PASSAGE —

Chef Jean-François Bruel Shares Classic and Modern French Cooking
The Restaurant Daniel executive chef appeared at ICE for the Elite Chef series.
Last week, Restaurant Daniel Executive Chef Jean-François Bruel visited our New York campus. The French chef has more than two decades of experience in fine dining, from restaurants in France, under prominent chefs Georges Blanc, Paul Haeberlin and Michel Guérard, to New York City restaurants Cafe Boulud, db Bistro Moderne and Daniel, where he’s maintained two Michelin stars and three stars from The New York Times since 2003.
He demonstrated a classic dish using a modern technique — cryoconcentrated mushroom consommé — followed by a quail, squab and black truffle pithivier.
Students tasted the mushroom consommé after cryoconcentration intensified the flavor, while Chef Jean-François walked through the process from vacuum sealing and cooking sous vide to draining, chilling and freezing, recommending repeating the method three times.
He went on to break down quail and squab, combine and freeze the leg and liver with fat back, bacon, pancetta, foie gras and bread, and then grind the mixture.
"You have to have a balance when you create your menu,” Chef Jean-François explained, referencing the complication of dishes, mis en place and cost. For this pithivier farce, foie gras brings richness and bacon adds smokiness, for a balance of flavor. “You have to use ingredients in season for flavor and economy,” he said.

EXCERPTED RECORDS —
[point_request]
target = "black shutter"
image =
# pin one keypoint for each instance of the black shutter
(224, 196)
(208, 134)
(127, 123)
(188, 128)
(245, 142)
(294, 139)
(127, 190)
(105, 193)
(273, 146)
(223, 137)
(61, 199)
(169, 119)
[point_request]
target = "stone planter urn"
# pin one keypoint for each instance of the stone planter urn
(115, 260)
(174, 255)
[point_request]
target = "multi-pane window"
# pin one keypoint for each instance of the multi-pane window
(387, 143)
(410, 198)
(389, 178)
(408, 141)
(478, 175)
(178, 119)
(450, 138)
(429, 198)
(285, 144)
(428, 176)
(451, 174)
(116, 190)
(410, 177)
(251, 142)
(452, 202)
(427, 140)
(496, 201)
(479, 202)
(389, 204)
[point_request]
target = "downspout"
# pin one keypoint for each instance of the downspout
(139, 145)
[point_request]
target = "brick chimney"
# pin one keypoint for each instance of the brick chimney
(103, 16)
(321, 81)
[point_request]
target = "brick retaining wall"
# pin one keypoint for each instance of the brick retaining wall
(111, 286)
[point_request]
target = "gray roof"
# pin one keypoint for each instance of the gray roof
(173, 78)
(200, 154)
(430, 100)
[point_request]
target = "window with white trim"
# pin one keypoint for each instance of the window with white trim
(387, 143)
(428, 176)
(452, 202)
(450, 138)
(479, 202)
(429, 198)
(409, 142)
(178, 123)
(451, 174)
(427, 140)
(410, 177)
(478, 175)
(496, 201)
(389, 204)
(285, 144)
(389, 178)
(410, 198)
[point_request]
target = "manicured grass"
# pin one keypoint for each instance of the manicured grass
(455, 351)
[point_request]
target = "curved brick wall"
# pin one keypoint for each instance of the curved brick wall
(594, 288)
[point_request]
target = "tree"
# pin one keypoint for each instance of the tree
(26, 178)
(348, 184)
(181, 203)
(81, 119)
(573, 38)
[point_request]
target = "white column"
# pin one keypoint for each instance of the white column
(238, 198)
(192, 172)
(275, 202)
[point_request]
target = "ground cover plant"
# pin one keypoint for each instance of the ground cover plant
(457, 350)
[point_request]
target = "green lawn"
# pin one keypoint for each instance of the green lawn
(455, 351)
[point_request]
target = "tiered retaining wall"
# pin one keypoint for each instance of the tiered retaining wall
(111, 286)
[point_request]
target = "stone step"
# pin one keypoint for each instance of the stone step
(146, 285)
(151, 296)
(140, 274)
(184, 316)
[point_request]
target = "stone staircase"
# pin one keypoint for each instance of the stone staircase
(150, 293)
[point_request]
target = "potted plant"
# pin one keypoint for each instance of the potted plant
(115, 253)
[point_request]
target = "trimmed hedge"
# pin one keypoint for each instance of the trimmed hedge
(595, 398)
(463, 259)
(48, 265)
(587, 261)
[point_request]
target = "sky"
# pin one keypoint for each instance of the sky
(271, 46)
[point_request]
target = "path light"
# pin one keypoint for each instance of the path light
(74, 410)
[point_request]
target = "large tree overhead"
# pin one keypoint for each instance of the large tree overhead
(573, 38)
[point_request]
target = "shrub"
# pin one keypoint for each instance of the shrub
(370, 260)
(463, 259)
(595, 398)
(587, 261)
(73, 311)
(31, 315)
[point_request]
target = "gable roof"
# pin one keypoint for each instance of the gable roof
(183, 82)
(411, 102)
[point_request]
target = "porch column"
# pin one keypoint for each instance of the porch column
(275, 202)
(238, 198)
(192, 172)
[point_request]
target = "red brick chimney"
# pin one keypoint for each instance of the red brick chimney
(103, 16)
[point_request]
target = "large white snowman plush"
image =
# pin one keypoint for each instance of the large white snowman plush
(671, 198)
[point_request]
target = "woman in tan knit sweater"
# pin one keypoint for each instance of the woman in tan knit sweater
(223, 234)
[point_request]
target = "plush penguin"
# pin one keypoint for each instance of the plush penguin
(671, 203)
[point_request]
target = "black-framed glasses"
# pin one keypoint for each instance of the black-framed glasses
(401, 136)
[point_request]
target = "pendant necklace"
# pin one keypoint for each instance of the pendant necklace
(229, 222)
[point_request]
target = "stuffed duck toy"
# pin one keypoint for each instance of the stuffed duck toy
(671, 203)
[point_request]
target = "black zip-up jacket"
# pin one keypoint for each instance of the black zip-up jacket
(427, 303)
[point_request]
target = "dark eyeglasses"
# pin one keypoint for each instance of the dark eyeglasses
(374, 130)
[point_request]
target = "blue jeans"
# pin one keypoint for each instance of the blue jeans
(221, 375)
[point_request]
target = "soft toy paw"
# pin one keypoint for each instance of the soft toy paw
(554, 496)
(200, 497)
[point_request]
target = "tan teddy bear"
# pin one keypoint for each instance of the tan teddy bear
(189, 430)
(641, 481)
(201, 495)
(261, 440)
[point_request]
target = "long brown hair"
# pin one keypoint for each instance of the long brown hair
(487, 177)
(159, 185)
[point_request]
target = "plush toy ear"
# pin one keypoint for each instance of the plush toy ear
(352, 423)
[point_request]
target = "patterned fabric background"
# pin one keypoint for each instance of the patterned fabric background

ACTIVITY — Write out everything in the article on Chef Jean-François Bruel, from "He demonstrated a" down to "black truffle pithivier.", word for word.

WRITTEN ANSWER —
He demonstrated a classic dish using a modern technique — cryoconcentrated mushroom consommé — followed by a quail, squab and black truffle pithivier.